(Given exercise) Convert the listing below into a Markdown table with the columns "Row" and "Line," giving each nonblank line its own numbered row and skipping blank lines. Leave the pictures out of the table.

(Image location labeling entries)
* begin *
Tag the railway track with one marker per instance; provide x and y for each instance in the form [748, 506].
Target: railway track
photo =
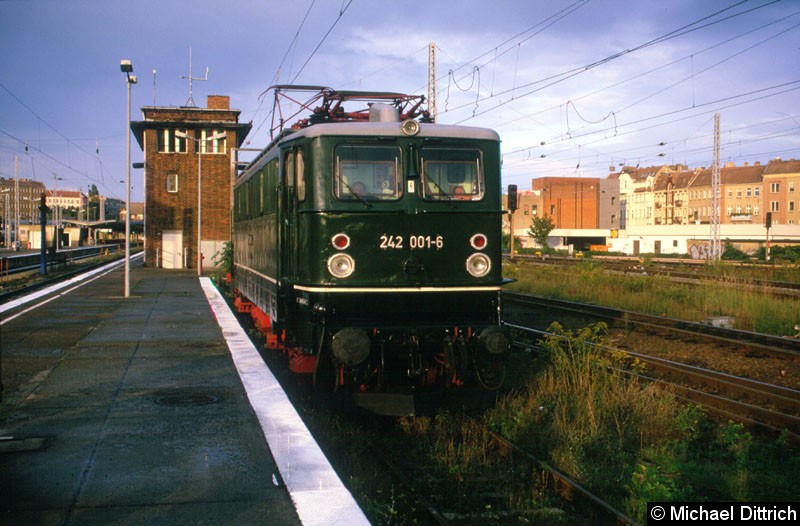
[584, 505]
[778, 344]
[770, 407]
[781, 289]
[61, 270]
[762, 404]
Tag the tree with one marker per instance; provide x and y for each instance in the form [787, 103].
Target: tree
[540, 230]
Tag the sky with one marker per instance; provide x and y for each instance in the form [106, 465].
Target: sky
[573, 87]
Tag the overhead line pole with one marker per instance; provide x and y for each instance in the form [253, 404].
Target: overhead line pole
[715, 252]
[432, 80]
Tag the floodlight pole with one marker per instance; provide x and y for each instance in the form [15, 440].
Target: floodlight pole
[127, 68]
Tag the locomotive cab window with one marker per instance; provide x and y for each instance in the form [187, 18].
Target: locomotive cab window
[451, 174]
[367, 173]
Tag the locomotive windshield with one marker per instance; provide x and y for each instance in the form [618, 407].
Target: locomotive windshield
[367, 172]
[452, 174]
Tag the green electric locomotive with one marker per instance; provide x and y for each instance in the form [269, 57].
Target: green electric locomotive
[367, 245]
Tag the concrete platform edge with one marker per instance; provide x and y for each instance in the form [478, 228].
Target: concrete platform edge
[318, 494]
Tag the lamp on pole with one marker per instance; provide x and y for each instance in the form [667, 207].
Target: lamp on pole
[126, 67]
[197, 142]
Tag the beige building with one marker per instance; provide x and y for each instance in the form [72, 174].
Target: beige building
[782, 191]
* end *
(Response to this task)
| Row | Line |
|---|---|
| 1 | Tag the railway track with one marker per instance; provide x and y for each instance in the form [748, 506]. |
| 2 | Target: railway track |
| 3 | photo = |
| 4 | [584, 505] |
| 5 | [778, 344] |
| 6 | [770, 407] |
| 7 | [781, 289] |
| 8 | [61, 270] |
| 9 | [762, 404] |
| 10 | Tag the tree with one marker per instance; provide x and y for each instance in the form [787, 103]. |
| 11 | Target: tree |
| 12 | [540, 230] |
| 13 | Tag the sky with one marker per instance; provide x and y for each instance in the form [106, 465]. |
| 14 | Target: sky |
| 15 | [573, 87] |
| 16 | Tag the overhead line pole with one marker per instance; provide x and y for each instance in the form [253, 404]. |
| 17 | Target: overhead line pole |
| 18 | [715, 252] |
| 19 | [432, 80] |
| 20 | Tag the floodlight pole with one marker per instance; provide x and y for each instance in the form [15, 440]. |
| 21 | Target: floodlight pole |
| 22 | [127, 68] |
| 23 | Tag the locomotive cab window with one marker per instance; provide x and y for each instance in the form [187, 18]. |
| 24 | Target: locomotive cab window |
| 25 | [451, 174] |
| 26 | [367, 173] |
| 27 | Tag the locomotive windshield with one marker per instance; provide x and y for each instance in the form [618, 407]. |
| 28 | Target: locomotive windshield |
| 29 | [367, 172] |
| 30 | [452, 174] |
| 31 | Tag the green electric locomotive with one marker per instance; provide x and y for each instance in the form [269, 57]. |
| 32 | Target: green electric locomotive |
| 33 | [367, 245] |
| 34 | Tag the concrete platform edge with one marker per instance; provide x and y for each instance in the form [478, 228]. |
| 35 | Target: concrete platform edge |
| 36 | [318, 494] |
| 37 | Tag the lamp on pole with one marker per instance; provide x and y for each instance in the form [667, 207]. |
| 38 | Target: lamp on pole |
| 39 | [126, 67] |
| 40 | [197, 142] |
| 41 | Tag the beige building with one marker per instance; provide x and y for each instance in the form [72, 174]. |
| 42 | Target: beige building |
| 43 | [782, 191] |